## Short task 1
In the records below, arrange as a numbered list the lines starting with the line that contains "of the weighing" and going on through the line that contains "x=433 y=252", both included. Leave out blank lines.

## Provided passage
Super Micro Computer, Inc. Announces 4th Quarter 2012 Financial Results

August 7, 2012

SAN JOSE, Calif.--(BUSINESS WIRE)-- Super Micro Computer, Inc. (NASDAQ:SMCI), a leader in application optimized, high performance server solutions, today announced fourth quarter and full-year financial results for the fiscal year ended June 30, 2012.

Fiscal 4th Quarter Highlights

  • Quarterly net sales of $275.9 million, up 14.9% from the third quarter of fiscal year 2012 and up 6.0% from the same quarter of last year.
  • Net income of $5.5 million, down 22.1% from the third quarter of fiscal year 2012 and down 48.7% from the same quarter of last year.
  • Gross margin of 15.4%, down from 17.0% in the third quarter of fiscal year 2012 and consistent with the same quarter of last year.
  • Server Solutions accounted for 44.6% of net sales compared with 48.5% in the third quarter of fiscal year 2012 and 40.4% in the same quarter of last year.

Net sales for the fourth quarter ended June 30, 2012 totaled $275.9 million, up 14.9% from $240.2 million in the third quarter of fiscal year 2012. No customer accounted for more than 10% of net sales during the quarter ended June 30, 2012.

Net income for the fourth quarter of fiscal year 2012 was $5.5 million or $0.12 per diluted share, a decrease of 48.7% from the net income of $10.7 million, or $0.24 per diluted share in the same period a year ago. Included in net income for the quarter is $2.8 million of stock-based compensation expense (pre-tax). Excluding this item and the related tax effect, non-GAAP net income for the fourth quarter was $8.1 million, or $0.18 per diluted share, compared to non-GAAP net income of $13.0 million, or $0.29 per diluted share, in the same quarter of the prior year. On a sequential basis, non-GAAP net income decreased from the third quarter of fiscal year 2012 by $0.7 million or $0.01 per diluted share.

## Short task 2
Reproduce the Super Micro earnings release above word for word, starting with "August 7, 2012" and going on through "in the same quarter of last year.".

[Stored dataset items]
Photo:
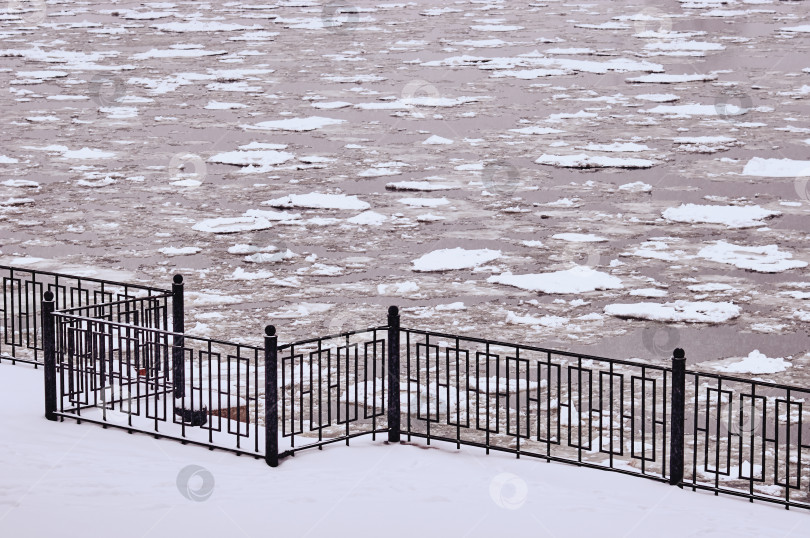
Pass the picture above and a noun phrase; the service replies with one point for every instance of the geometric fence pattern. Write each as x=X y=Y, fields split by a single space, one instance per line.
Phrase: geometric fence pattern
x=113 y=357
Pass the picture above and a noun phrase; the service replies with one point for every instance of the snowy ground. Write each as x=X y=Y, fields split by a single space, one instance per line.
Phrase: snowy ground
x=300 y=162
x=86 y=481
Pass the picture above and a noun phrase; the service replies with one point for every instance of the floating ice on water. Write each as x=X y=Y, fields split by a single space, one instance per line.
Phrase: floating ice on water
x=295 y=124
x=758 y=166
x=755 y=363
x=454 y=258
x=226 y=225
x=678 y=311
x=731 y=216
x=765 y=259
x=436 y=140
x=424 y=202
x=637 y=186
x=203 y=26
x=593 y=161
x=665 y=78
x=216 y=105
x=368 y=218
x=579 y=238
x=316 y=200
x=578 y=279
x=262 y=158
x=425 y=186
x=181 y=251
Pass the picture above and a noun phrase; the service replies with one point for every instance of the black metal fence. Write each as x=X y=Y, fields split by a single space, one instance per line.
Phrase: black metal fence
x=117 y=363
x=20 y=331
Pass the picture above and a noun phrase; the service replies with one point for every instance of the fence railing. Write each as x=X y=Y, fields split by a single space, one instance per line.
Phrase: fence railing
x=530 y=401
x=20 y=331
x=118 y=363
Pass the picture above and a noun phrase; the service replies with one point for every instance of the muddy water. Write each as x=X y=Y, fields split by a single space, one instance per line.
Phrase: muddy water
x=73 y=219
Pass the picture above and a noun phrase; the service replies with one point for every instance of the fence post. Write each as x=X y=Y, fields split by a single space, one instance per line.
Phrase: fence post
x=677 y=417
x=49 y=354
x=270 y=396
x=178 y=326
x=393 y=375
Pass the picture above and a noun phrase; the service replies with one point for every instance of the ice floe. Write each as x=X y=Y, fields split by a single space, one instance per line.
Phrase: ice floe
x=764 y=259
x=316 y=200
x=226 y=225
x=454 y=258
x=730 y=216
x=678 y=311
x=578 y=279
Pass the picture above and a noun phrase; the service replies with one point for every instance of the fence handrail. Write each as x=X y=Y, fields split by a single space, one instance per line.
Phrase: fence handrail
x=113 y=303
x=736 y=379
x=298 y=343
x=62 y=314
x=88 y=278
x=533 y=348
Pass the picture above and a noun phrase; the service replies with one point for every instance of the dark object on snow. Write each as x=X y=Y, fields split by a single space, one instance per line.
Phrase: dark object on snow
x=193 y=417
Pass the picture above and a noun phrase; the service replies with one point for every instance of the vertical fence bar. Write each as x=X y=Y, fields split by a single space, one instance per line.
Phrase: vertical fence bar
x=178 y=326
x=270 y=396
x=677 y=419
x=393 y=375
x=49 y=352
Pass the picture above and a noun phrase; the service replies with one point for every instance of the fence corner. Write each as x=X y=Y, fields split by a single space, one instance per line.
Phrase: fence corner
x=49 y=353
x=393 y=375
x=677 y=417
x=178 y=327
x=270 y=396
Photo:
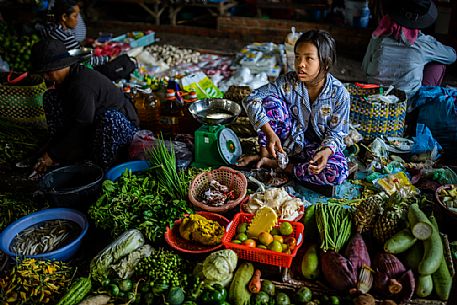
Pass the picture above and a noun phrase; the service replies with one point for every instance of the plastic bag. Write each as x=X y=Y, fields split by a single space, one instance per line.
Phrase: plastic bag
x=201 y=84
x=425 y=143
x=142 y=140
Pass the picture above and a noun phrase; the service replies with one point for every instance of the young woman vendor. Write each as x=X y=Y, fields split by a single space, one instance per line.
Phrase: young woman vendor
x=303 y=114
x=88 y=117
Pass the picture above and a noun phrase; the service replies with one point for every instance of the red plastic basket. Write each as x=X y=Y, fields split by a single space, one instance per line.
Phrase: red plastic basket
x=231 y=178
x=261 y=255
x=174 y=239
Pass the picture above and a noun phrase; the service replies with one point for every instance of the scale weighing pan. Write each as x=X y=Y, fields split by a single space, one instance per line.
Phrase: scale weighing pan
x=215 y=111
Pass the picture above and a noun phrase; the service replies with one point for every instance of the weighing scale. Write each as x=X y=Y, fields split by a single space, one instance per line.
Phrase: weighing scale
x=215 y=144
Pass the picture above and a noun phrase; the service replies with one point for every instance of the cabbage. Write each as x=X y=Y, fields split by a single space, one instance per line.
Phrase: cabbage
x=219 y=265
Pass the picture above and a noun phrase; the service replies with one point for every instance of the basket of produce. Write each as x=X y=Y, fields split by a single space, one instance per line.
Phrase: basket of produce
x=197 y=233
x=263 y=238
x=219 y=190
x=446 y=196
x=54 y=234
x=286 y=206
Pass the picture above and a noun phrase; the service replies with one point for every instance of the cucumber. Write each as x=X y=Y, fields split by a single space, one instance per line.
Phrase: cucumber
x=414 y=255
x=238 y=292
x=310 y=263
x=420 y=225
x=442 y=281
x=400 y=242
x=77 y=291
x=424 y=286
x=433 y=252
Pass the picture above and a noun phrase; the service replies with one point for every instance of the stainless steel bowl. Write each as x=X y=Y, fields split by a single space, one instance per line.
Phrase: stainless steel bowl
x=214 y=111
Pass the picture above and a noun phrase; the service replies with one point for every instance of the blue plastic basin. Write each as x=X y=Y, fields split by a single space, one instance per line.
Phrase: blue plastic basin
x=62 y=254
x=135 y=166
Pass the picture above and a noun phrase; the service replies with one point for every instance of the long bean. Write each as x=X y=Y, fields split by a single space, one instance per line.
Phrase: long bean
x=334 y=225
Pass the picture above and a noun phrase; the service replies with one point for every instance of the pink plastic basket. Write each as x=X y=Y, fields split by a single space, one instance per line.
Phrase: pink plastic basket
x=261 y=255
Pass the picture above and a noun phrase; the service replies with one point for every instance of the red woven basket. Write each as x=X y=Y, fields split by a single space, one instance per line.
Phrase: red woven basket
x=227 y=176
x=261 y=255
x=174 y=239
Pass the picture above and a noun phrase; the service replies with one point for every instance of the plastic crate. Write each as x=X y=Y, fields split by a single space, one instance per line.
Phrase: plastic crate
x=147 y=39
x=261 y=255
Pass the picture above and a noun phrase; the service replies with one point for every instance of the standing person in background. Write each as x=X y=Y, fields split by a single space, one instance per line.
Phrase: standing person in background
x=65 y=21
x=399 y=54
x=305 y=114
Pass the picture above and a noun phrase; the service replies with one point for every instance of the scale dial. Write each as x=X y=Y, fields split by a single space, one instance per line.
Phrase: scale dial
x=229 y=146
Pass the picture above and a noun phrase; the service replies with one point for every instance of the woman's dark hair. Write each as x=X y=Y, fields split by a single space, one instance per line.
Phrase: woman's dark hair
x=325 y=45
x=62 y=7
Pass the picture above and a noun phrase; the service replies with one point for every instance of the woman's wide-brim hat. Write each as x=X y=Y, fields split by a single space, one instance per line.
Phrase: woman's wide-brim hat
x=414 y=14
x=50 y=55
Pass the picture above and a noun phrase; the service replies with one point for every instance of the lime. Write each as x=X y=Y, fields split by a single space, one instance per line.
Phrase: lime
x=303 y=295
x=268 y=287
x=286 y=228
x=275 y=246
x=242 y=227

## Problem solution 1
1. Pass the picture above and a noun phrase; the service replies with one point for every instance of the weighing scale. Write each as x=X y=Y, fields split by a single space, one instance per line.
2. Phrase: weighing scale
3. x=215 y=144
4. Pass the picture above and a noun phrase; the service replies with one point for every instance of the cabbage. Write each as x=X y=Y, fields split by a single space, one instance per line.
5. Phrase: cabbage
6. x=219 y=265
7. Pass the picture above and a noun phrase; the service replies with one point for every instance of the basket of produce. Write each as x=X y=Y, fields split by a single space, one instance per line.
8. Phrase: basket of produce
9. x=197 y=233
10. x=263 y=238
11. x=219 y=190
12. x=446 y=196
13. x=54 y=234
14. x=286 y=206
15. Pass the picture above and a noun phrase; the service replies with one point for every instance of the cucumber. Write each as x=X y=Y, fields split by a single space, one instance per line.
16. Phrase: cucumber
17. x=414 y=255
18. x=238 y=292
19. x=310 y=263
20. x=420 y=225
21. x=442 y=281
22. x=400 y=242
23. x=77 y=291
24. x=424 y=286
25. x=433 y=252

## Problem solution 2
August 7, 2012

SAN JOSE, Calif.--(BUSINESS WIRE)-- Super Micro Computer, Inc. (NASDAQ:SMCI), a leader in application optimized, high performance server solutions, today announced fourth quarter and full-year financial results for the fiscal year ended June 30, 2012.

Fiscal 4th Quarter Highlights

  • Quarterly net sales of $275.9 million, up 14.9% from the third quarter of fiscal year 2012 and up 6.0% from the same quarter of last year.
  • Net income of $5.5 million, down 22.1% from the third quarter of fiscal year 2012 and down 48.7% from the same quarter of last year.
  • Gross margin of 15.4%, down from 17.0% in the third quarter of fiscal year 2012 and consistent with the same quarter of last year.
  • Server Solutions accounted for 44.6% of net sales compared with 48.5% in the third quarter of fiscal year 2012 and 40.4% in the same quarter of last year.